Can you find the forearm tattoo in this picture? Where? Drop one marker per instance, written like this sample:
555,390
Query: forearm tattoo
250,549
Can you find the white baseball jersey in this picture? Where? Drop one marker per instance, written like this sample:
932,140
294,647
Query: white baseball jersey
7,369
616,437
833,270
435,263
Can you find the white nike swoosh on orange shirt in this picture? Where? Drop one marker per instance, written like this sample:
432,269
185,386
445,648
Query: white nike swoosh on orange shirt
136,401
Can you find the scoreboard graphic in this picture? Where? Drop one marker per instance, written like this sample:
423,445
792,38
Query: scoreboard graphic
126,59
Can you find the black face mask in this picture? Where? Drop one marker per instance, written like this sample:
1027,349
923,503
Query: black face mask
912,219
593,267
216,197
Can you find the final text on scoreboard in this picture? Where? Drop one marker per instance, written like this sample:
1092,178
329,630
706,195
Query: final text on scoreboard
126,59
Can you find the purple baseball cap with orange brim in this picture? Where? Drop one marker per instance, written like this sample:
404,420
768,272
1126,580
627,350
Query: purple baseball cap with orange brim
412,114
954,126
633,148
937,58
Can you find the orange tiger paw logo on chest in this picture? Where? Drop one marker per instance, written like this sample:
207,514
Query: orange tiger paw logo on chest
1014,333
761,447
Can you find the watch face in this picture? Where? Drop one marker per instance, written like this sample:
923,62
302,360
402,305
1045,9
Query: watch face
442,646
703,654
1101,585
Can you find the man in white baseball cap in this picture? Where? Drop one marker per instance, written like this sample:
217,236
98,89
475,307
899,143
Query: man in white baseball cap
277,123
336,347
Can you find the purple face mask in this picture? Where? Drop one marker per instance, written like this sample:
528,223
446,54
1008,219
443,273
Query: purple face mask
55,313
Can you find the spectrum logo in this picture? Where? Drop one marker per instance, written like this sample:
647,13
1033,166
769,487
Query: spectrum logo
○ ○ ○ ○ ○
Send back every entry precisely as given.

Can you find the forearm tattoo in this picture? Where? Drop one marker per instance, written like this sample:
555,390
Query: forearm tattoo
250,549
Can you find the white baseball jersey in this picture? Where? Drop one marker per instance, written like this sample:
932,140
294,647
Query: white baseball jersey
7,369
616,437
833,270
435,263
Can you find the white nike swoosh on orange shirt in this picture? Where? Drop one marker per instance, written like this sample:
432,269
185,386
445,648
Query: white nike swoosh on orange shirt
136,401
Can you find the scoreboard graphic in this picture? Where? Drop one marker per instance, written like this sample:
423,445
792,38
Query: scoreboard graphic
126,59
Can you find the black face mask in this picture? Where? Drop one marker per instance, written like this sample:
1027,349
923,503
Query: black face mask
912,219
593,267
216,197
Can you find the final text on scoreboard in this picture? Where? Drop one marker per instance, written like this sample:
1092,178
329,630
706,195
Query: final text on scoreboard
126,59
Can you find the purple baseball cap with orange brim in this picture? Where? Drop one marker per instance, written like this sample:
404,420
768,272
1126,580
627,350
Query: purple baseball cap with orange brim
412,114
954,126
633,148
937,58
Can you find the orange tiger paw logo on chest in this picture? Where? Drop one marker per instance, written like this sample:
207,514
Query: orange tiger paw logo on chest
1014,333
761,447
Can you find the watch face in this picture? Where? Drop one marker per instance, written like this sample:
923,62
302,360
402,305
1045,9
Query: watch face
442,646
703,654
1101,585
Can you find the man in white baseball cap in this picture? Where? Drop one marker per instance, written like this sample:
217,236
98,89
475,307
899,143
Query: man in white baseball cap
277,123
336,347
Can you find the purple face mask in this picture? Where? Drop one marker per instance, written like this sample:
528,223
446,54
1008,219
443,273
Query: purple face mask
55,313
Can you find the spectrum logo in this picture? Where? Drop one marker per instance, written like this sample:
647,13
1033,166
769,487
Query: spectrum logo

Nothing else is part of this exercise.